Material to process:

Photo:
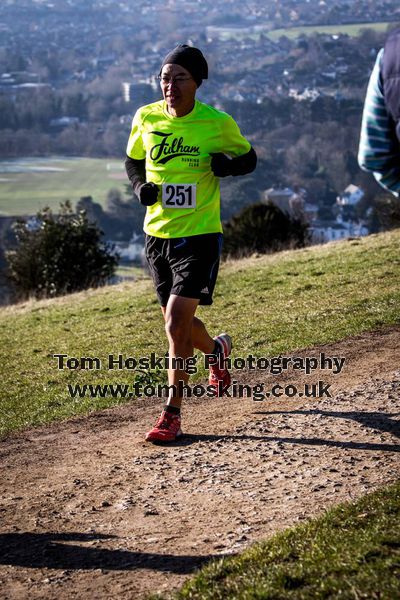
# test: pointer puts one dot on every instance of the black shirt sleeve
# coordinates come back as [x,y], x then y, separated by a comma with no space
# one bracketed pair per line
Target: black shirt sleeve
[241,165]
[136,171]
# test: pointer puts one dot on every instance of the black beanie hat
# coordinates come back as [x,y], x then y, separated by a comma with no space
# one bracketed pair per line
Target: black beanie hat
[189,58]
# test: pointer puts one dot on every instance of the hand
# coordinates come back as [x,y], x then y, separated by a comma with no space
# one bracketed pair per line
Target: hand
[220,164]
[148,193]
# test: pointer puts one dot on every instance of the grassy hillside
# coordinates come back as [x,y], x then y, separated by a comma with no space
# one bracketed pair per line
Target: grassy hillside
[26,185]
[270,304]
[353,30]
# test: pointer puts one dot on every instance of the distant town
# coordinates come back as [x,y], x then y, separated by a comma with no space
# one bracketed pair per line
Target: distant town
[72,74]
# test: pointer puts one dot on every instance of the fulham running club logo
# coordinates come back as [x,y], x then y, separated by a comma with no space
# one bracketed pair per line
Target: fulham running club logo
[170,148]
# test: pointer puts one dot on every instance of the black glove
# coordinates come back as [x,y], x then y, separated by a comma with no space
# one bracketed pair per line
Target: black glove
[148,193]
[220,164]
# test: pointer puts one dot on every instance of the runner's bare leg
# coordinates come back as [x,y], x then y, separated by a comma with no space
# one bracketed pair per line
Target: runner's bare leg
[184,332]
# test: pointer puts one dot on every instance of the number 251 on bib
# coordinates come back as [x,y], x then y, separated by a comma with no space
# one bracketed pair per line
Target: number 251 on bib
[179,195]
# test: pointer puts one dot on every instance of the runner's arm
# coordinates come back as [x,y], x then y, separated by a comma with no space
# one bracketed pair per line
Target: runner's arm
[379,148]
[222,166]
[136,171]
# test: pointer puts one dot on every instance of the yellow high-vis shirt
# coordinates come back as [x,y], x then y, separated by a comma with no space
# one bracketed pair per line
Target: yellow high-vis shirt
[178,156]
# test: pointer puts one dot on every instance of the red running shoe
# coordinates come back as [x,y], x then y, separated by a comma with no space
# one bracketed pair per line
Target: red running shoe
[167,428]
[221,377]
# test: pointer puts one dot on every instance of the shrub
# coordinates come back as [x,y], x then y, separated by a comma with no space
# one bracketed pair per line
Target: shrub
[263,228]
[58,254]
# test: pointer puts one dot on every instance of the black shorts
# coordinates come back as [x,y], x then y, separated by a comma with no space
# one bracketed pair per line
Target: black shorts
[185,266]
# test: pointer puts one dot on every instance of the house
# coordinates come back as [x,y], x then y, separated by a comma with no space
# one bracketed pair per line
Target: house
[351,196]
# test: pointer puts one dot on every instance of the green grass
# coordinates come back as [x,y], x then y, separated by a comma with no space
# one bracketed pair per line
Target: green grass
[58,179]
[351,552]
[271,304]
[353,30]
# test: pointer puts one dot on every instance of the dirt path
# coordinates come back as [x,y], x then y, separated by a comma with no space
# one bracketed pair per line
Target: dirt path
[88,510]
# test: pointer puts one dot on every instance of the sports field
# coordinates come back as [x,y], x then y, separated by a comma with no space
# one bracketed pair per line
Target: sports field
[353,30]
[28,184]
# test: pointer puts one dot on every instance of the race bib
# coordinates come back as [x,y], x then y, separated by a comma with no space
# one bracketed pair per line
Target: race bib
[179,195]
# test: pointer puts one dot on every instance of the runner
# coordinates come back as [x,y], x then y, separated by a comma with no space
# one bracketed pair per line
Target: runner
[176,152]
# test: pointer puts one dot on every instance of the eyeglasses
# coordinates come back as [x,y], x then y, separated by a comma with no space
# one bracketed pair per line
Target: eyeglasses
[177,80]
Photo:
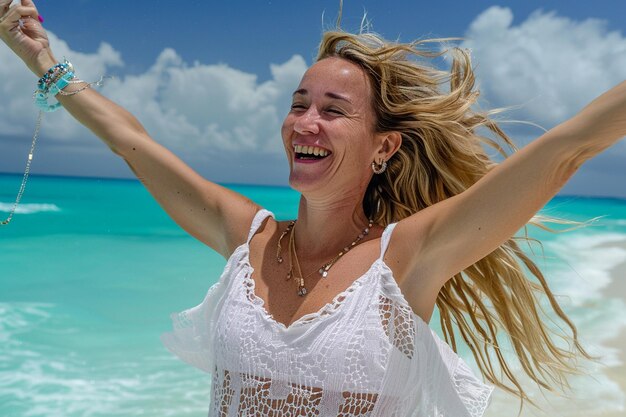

Work instructions:
After removing each picture, print the entries above exactly as they were.

Result for this exercise:
Photo:
# test: pointer puts one dot on every instance of the black shirt sleeve
# coordinates come back as [x,y], x then y, separated by a comma with no space
# one bracketed pair per line
Target: black shirt sleeve
[241,165]
[136,171]
# test: pointer puts one dot on every instance of the black beanie hat
# coordinates come back as [x,y], x then y, separated by a comma with no space
# one bracketed pair per line
Target: black beanie hat
[189,58]
# test: pointer puts one dot on every instance of the hand
# coordinates come back as [x,y], x then y, separated by a comma with no space
# one bracketed pair per line
Target: hand
[220,164]
[148,193]
# test: pointer puts one dot on every instance of the grassy hillside
# coordinates come back as [x,y], x then y, separated by a comma with no space
# one bracketed pair per line
Target: grassy hillside
[26,185]
[270,304]
[353,30]
# test: pointer puts one dot on every instance of the distant town
# coordinates come back as [x,y], x then y, separated by a comma with no space
# one bracketed pair per line
Target: distant town
[72,74]
# test: pointer puts one dot on every instance of the fulham running club logo
# coordinates come back as [x,y], x then y, separated by a comma with no space
# one bracketed pair per line
Target: fulham running club logo
[170,148]
# test: pointer puts one dot on every instance of the black glove
# coordinates come back as [x,y], x then y, separated by a comma with no space
# one bracketed pair per line
Target: black glove
[148,193]
[220,164]
# test: pointer puts one dot on every instance of the runner's bare leg
# coordinates come back as [x,y], x then y, separated by a comma with no space
# one bracketed pair per line
Target: runner's bare leg
[184,332]
# test: pointer puts one dot on every instance of the number 251 on bib
# coordinates come back as [x,y], x then y, separated by a comma with no space
# one bracketed pair per line
Target: number 251 on bib
[179,195]
# test: pointer puts one dot on every instance of the runner's arm
# coordinates come back as [x,y], x then y, separated by a comma with no space
# one bracketed pair per line
Target: runner's arm
[379,148]
[222,166]
[136,171]
# test: pointer puts one dot on every instance of the yellow high-vis shirt
# coordinates come back as [x,y], x then y, separated by a comma with no space
# one bracketed pair per line
Target: yellow high-vis shirt
[178,156]
# test: pointer puts one dot on every instance of the red running shoe
# coordinates come back as [x,y], x then y, separated by a comma with no space
# one bracketed pair per line
Target: red running shoe
[167,428]
[221,377]
# test: pointer puts one dot on every instance of the shrub
# coordinates come back as [x,y], x then y, separated by a comma with no space
# one bracketed pair per line
Target: shrub
[263,228]
[58,254]
# test: pointer puts one dot on every instance of the black shorts
# coordinates come back as [x,y], x then y, separated by a comma with no space
# one bracketed pair per line
Target: black shorts
[185,266]
# test: pointer puts one dot on every instance of the house
# coordinates come back as [x,y], x then y, separated by a comma with no space
# one bracketed pair per line
Target: house
[351,196]
# test: pointer puts one dot on every instance of the green grass
# coordinates come back as [x,y], x then y, separated by a comma with no space
# one bracketed pair per line
Target: green grass
[58,179]
[351,552]
[271,304]
[353,30]
# test: pointer puts one dot on every instance of the dirt path
# coordinates come back as [x,y], x then y, separated by a comma with no space
# one bracketed pair per line
Target: dirt path
[88,510]
# test: pointer puts one dot on every instance of the sports field
# coordinates come back as [x,y], x then y, separated by a comma with no space
# one bracketed pair per line
Target: sports field
[353,30]
[28,184]
# test: pointer puts one dot on every instance of the race bib
# coordinates come back as [x,y], x then y, separated by a comma with no space
# one bracketed pair per line
Target: race bib
[179,195]
# test: pointer puts one dot on every instance of the runner
# coordinates come back as [x,y], x then y, separated by a comma with no space
# one bracketed pair per line
Target: runner
[176,152]
# test: pointer puts one dot on every instance of the eyeglasses
# coordinates come back as [x,y], x then y, separated by a comma with no space
# one bracketed pair per line
Target: eyeglasses
[177,80]
Photo:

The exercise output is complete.